- Task goal -
Locate every line in the rows below that contains the word "striped", and copy each of those lines.

- Record set -
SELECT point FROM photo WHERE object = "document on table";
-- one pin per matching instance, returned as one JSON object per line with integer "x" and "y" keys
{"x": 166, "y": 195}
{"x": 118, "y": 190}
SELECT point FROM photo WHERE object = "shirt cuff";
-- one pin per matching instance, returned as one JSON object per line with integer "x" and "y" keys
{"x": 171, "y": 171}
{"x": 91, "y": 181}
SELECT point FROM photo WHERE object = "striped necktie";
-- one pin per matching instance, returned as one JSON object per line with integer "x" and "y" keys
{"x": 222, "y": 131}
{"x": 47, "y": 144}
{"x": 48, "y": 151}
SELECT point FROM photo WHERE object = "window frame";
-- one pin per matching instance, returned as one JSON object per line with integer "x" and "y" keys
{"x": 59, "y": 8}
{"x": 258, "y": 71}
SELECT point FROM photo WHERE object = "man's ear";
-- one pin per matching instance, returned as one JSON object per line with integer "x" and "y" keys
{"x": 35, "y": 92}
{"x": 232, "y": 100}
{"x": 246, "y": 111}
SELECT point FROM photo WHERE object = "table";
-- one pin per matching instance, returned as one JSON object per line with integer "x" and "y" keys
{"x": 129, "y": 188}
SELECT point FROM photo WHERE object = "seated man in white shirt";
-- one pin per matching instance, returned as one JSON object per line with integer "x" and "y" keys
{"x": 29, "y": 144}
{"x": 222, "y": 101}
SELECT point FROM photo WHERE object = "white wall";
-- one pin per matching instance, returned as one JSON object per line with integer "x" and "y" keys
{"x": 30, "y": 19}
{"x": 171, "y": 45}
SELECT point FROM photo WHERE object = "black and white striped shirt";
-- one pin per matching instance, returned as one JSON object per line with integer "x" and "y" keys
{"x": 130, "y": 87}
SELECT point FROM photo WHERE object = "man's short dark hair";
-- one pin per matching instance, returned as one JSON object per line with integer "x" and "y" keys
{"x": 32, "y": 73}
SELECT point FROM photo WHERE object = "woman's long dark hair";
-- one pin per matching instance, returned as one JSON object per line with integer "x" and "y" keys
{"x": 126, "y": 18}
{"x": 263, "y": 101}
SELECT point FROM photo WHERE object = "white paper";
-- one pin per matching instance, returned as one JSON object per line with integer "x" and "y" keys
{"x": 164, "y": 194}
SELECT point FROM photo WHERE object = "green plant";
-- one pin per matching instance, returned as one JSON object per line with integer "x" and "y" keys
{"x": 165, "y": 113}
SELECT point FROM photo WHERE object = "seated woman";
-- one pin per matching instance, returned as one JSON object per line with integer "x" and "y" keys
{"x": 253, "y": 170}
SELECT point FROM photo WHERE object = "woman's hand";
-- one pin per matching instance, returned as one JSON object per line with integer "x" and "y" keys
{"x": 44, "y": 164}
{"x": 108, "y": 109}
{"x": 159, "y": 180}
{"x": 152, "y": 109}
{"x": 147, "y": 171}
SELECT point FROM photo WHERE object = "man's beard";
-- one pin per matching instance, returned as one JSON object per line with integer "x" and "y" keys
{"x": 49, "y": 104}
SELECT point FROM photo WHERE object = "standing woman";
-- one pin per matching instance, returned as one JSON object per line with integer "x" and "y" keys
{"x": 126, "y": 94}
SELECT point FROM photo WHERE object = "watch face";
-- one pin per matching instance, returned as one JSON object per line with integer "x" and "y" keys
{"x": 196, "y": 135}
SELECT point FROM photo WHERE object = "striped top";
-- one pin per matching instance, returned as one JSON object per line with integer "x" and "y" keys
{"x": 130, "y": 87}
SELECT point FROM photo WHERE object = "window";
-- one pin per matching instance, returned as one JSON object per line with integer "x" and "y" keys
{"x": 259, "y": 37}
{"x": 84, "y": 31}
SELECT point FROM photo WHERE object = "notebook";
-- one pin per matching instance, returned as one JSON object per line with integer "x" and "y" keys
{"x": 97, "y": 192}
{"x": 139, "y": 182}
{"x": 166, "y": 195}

- Output -
SELECT point FROM photo WHERE object = "striped necktie";
SELECT point FROM photo WHERE object = "black and white striped shirt";
SELECT point FROM photo WHERE object = "striped top";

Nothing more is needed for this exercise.